_Aim:_ Copy the lines below verbatim, beginning with the line that includes "Annotation guideline: for every instance of the blurred" and continuing to the end; leave out everything before it.

[Start of Dataset extract]

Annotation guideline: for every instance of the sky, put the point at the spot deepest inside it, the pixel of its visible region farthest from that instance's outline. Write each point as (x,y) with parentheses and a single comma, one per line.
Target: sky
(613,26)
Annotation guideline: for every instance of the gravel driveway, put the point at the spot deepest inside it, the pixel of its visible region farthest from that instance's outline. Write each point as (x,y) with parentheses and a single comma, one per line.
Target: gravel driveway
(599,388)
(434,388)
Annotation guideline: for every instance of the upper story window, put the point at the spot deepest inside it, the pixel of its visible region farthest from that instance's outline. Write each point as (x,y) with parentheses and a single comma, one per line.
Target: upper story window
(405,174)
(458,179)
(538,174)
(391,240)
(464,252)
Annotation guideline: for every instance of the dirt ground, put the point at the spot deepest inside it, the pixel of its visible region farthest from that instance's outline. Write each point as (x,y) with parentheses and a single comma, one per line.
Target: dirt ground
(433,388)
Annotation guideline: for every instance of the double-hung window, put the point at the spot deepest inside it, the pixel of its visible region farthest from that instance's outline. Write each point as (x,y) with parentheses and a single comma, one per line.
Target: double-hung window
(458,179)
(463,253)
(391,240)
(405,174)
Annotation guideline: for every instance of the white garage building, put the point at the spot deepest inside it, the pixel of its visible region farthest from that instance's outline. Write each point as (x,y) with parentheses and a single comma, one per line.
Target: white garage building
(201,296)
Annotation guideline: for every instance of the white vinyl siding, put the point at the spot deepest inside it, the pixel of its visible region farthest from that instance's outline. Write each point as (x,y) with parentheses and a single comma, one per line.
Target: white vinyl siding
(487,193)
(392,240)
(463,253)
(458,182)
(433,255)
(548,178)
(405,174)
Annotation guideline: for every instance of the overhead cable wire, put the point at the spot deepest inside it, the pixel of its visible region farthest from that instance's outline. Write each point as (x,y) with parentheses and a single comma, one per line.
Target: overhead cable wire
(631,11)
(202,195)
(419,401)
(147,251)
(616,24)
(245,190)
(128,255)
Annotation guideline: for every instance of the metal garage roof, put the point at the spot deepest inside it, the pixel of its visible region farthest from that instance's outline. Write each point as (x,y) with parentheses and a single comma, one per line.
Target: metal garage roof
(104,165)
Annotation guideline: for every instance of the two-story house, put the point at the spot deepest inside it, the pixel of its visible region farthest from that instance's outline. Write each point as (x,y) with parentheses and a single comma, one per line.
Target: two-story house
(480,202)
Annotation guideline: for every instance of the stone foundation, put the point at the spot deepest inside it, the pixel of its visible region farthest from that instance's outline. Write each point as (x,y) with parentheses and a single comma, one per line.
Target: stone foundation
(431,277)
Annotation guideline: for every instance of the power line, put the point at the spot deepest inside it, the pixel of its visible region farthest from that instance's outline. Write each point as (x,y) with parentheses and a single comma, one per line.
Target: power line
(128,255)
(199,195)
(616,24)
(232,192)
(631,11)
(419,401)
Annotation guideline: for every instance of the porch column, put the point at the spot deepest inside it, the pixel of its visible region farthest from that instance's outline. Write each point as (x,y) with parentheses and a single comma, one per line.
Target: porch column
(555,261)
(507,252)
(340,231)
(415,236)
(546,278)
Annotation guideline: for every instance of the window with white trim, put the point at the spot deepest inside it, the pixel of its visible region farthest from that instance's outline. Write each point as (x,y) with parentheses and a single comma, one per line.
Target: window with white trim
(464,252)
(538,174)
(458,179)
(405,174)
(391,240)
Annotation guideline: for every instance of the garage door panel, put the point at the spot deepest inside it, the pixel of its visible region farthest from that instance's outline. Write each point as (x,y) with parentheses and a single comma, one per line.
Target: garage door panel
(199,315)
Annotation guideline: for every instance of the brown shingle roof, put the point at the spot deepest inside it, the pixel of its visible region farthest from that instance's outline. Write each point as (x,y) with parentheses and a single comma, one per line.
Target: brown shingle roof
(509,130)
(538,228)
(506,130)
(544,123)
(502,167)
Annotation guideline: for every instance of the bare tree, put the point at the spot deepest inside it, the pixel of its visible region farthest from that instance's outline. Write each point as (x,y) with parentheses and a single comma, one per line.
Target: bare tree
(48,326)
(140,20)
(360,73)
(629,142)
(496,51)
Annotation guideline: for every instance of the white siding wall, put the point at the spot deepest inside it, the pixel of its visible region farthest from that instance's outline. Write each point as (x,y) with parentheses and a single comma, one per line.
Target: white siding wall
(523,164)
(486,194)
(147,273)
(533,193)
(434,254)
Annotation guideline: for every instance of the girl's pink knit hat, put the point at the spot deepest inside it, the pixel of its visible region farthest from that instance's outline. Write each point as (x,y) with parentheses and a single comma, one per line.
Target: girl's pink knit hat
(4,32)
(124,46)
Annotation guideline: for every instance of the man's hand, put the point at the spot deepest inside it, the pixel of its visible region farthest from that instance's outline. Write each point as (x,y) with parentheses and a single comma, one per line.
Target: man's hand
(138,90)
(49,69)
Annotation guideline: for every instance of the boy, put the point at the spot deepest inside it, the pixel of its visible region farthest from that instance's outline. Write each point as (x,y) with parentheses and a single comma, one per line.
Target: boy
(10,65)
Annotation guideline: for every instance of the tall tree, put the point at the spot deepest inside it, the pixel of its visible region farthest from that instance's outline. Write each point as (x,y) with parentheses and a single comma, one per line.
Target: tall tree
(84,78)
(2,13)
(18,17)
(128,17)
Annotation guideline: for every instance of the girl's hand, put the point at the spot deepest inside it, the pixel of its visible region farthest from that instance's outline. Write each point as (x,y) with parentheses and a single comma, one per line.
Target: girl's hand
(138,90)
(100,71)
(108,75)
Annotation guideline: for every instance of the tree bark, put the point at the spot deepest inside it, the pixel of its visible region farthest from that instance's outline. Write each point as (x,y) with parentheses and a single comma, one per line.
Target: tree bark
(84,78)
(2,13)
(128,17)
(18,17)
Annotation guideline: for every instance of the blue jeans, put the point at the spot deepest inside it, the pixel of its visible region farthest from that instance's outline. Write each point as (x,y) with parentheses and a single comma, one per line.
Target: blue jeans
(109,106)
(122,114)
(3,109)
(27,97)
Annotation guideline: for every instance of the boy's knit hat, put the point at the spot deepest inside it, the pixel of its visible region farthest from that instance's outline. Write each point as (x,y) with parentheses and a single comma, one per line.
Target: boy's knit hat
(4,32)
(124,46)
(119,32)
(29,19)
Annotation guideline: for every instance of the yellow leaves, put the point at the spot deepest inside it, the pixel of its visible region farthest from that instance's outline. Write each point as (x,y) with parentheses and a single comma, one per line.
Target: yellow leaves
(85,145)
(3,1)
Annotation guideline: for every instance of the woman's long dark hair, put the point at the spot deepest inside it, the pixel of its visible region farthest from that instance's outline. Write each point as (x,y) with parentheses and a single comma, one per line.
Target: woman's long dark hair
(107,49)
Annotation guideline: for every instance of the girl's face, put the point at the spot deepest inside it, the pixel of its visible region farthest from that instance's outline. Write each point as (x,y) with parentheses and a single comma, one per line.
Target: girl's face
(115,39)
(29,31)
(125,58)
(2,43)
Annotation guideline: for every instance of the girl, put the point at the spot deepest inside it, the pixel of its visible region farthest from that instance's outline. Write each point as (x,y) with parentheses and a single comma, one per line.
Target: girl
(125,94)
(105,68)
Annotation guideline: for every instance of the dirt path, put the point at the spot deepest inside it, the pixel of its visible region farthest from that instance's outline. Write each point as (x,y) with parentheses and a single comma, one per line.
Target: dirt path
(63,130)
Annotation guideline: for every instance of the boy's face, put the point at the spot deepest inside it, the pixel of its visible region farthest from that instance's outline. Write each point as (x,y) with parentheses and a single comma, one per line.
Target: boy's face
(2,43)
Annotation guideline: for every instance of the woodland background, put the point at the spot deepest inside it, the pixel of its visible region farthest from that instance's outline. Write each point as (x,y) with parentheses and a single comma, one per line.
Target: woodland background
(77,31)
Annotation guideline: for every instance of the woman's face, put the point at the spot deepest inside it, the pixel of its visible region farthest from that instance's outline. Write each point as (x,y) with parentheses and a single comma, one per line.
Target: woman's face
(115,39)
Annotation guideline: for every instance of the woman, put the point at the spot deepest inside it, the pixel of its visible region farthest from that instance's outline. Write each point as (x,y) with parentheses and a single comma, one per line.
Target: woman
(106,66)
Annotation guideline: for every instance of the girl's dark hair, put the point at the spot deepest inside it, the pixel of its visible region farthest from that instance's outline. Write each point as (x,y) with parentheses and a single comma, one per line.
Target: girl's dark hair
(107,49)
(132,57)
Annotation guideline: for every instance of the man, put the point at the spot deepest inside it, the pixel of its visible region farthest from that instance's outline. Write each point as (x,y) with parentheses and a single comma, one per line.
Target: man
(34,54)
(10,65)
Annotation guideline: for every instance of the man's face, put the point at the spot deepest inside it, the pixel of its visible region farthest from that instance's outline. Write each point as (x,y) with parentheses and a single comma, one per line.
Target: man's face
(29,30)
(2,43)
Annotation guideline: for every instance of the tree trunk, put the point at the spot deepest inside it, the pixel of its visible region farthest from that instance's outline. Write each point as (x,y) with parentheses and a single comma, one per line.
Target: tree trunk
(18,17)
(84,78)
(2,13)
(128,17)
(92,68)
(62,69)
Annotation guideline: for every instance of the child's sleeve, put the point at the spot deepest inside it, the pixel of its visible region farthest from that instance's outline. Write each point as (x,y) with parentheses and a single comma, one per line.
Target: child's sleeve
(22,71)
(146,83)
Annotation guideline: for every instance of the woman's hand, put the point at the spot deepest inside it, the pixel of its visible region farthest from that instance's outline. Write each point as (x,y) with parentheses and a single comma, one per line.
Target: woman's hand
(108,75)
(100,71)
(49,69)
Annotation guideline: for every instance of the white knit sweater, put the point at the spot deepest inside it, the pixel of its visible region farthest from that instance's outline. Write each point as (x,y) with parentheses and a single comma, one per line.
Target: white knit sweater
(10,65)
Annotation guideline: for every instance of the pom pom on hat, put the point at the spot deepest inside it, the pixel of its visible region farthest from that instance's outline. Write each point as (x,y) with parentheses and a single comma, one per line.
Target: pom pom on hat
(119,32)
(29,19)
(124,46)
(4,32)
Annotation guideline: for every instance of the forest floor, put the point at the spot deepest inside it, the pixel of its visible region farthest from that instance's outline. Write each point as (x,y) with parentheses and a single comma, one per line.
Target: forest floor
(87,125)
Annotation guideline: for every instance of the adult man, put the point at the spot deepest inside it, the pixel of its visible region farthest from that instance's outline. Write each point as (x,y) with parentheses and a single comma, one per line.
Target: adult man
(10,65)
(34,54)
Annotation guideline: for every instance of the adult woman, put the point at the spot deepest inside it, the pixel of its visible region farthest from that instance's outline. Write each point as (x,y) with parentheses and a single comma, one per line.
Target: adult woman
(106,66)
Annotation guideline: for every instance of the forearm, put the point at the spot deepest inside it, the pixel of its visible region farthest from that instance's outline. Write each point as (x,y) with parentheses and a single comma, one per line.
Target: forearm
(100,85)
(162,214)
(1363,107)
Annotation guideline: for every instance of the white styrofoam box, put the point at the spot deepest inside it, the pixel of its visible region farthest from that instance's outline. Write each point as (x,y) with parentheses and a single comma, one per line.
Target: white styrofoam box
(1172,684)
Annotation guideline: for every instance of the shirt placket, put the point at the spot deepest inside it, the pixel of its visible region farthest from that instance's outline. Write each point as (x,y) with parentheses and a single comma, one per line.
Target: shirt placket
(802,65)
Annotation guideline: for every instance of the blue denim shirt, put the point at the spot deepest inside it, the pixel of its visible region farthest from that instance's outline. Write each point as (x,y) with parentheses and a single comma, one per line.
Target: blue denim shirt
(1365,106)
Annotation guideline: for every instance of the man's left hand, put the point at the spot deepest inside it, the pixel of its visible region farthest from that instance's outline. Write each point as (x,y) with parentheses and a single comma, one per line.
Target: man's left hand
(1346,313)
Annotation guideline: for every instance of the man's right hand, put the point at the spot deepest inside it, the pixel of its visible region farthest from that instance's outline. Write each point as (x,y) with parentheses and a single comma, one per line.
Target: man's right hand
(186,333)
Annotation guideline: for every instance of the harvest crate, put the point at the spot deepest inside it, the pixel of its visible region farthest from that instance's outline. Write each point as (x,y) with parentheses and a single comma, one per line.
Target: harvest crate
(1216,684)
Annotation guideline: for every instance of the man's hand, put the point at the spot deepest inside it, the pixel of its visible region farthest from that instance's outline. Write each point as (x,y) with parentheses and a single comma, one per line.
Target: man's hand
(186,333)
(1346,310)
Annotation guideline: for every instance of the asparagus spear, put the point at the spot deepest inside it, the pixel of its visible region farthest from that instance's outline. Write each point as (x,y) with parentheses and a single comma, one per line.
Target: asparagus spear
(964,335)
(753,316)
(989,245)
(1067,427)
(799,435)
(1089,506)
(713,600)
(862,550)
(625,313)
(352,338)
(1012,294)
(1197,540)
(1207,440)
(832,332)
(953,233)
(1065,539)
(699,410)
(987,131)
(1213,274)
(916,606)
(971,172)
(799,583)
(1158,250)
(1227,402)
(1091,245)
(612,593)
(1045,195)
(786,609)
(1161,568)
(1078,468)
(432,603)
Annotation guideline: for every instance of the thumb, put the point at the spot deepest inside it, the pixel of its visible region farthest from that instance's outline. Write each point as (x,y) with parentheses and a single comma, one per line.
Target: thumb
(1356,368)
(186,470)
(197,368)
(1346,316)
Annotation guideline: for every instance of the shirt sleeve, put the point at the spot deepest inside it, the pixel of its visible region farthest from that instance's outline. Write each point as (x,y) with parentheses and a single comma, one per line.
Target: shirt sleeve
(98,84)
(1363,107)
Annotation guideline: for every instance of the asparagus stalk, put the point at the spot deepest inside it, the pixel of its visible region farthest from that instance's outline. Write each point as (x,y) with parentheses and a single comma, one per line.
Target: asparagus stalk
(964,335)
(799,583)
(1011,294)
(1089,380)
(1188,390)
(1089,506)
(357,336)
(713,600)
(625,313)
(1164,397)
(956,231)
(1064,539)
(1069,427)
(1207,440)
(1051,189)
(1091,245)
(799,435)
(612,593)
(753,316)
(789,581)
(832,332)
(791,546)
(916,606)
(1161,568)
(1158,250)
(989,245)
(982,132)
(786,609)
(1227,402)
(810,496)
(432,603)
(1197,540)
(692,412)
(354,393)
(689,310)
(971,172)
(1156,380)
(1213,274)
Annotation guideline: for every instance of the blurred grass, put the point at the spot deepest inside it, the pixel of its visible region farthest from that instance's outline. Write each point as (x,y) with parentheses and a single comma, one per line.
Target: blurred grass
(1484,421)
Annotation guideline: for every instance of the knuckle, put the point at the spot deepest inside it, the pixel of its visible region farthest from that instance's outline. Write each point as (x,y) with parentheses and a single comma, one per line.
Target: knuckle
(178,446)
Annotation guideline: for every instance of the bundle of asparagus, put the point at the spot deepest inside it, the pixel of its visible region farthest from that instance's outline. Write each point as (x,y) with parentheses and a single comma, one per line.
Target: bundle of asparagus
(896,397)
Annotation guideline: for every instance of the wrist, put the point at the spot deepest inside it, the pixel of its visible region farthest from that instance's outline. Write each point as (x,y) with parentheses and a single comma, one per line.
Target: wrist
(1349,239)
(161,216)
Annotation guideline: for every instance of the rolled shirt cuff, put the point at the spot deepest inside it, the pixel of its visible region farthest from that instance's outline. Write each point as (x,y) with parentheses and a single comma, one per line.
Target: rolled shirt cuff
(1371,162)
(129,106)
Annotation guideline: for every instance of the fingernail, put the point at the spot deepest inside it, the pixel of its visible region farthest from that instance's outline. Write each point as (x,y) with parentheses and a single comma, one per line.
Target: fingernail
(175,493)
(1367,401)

[End of Dataset extract]

_Answer for the task:_
Annotation guideline: for every instance of the blurred grass, put the point at the spot deepest inside it, the pixel of its visible region farthest from that instance's outline. Write each point as (x,y) with parentheses and a single comma, one per line.
Target: blurred grass
(1484,421)
Annotation guideline: for every instance of the knuckle, put the point at the spot deepest inside it, the pixel of its visible region farthest from that instance's outline. Write each point as (x,y) with parentheses and a single comma, one per line.
Target: knuckle
(178,446)
Annotation guideline: for every instance of the bundle of asparagus, put the point at the spot deepest inside it, the pixel of its visible region farthest from that instance's outline. Write each point as (x,y) with parentheses and a single comma, one per line.
Target: bundle of asparagus
(896,397)
Annotation guideline: for every instance of the wrist, put the point at the spot deepest inside it, the pixel of its visible region farthest from that instance's outline. Write each point as (x,y) with parentheses and a single comma, one per line.
Target: wrist
(1349,239)
(161,216)
Annotation guideline: for every instance of the rolled shirt cuff, put the point at the spot deepest inside it, the pixel of its visible region farthest from that instance's outline. Write each point as (x,y) with parentheses and a single comma, one per line.
Target: rolled shirt cuff
(1371,162)
(129,106)
Annotation guideline: for every instance of the fingernail, put the point at the spot deepest inside it, the pixel of its visible region farthest from that instance's outline. Write each point as (x,y) with parentheses and a single comma, one per line.
Target: fingernail
(175,493)
(1367,401)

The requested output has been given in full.